# start of Stored data
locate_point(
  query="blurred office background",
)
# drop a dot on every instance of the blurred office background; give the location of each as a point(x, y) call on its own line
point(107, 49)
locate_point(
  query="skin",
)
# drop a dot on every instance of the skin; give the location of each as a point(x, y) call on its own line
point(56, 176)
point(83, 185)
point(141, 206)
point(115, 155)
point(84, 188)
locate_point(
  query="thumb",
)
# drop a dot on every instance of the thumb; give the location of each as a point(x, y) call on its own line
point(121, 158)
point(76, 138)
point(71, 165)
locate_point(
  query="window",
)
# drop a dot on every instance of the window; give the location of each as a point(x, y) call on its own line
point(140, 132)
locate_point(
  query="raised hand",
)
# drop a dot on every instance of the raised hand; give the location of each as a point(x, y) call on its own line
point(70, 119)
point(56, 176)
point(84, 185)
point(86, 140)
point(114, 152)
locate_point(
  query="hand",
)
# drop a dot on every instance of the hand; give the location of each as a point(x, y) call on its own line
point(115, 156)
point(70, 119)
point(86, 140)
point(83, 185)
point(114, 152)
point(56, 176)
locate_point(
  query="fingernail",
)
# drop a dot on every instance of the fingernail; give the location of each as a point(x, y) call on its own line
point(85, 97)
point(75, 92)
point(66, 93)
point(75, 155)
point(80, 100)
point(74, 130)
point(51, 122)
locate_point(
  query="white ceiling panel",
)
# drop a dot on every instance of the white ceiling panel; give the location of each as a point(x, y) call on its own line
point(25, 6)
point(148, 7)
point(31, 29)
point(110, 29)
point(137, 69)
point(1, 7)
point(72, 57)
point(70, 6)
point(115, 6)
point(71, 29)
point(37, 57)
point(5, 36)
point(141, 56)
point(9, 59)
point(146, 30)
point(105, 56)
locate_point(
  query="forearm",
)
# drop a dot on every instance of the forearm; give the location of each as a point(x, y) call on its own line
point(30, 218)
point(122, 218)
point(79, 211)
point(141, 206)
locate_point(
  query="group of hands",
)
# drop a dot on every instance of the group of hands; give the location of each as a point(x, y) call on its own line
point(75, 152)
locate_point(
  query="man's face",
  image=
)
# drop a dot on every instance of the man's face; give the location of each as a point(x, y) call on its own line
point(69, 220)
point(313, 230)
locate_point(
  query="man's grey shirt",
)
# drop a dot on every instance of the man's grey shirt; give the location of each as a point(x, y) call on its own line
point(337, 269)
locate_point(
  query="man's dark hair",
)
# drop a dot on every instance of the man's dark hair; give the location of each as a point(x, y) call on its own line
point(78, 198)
# end of Stored data
#### Exercise objective:
Copy the rows above word for word, from the very first line through the line containing "point(107, 49)", both ends included.

#### Correct output:
locate_point(
  query="blurred office background",
)
# drop a dot on every instance of the blurred office background; give the location of each as a point(x, y) call on its own line
point(107, 49)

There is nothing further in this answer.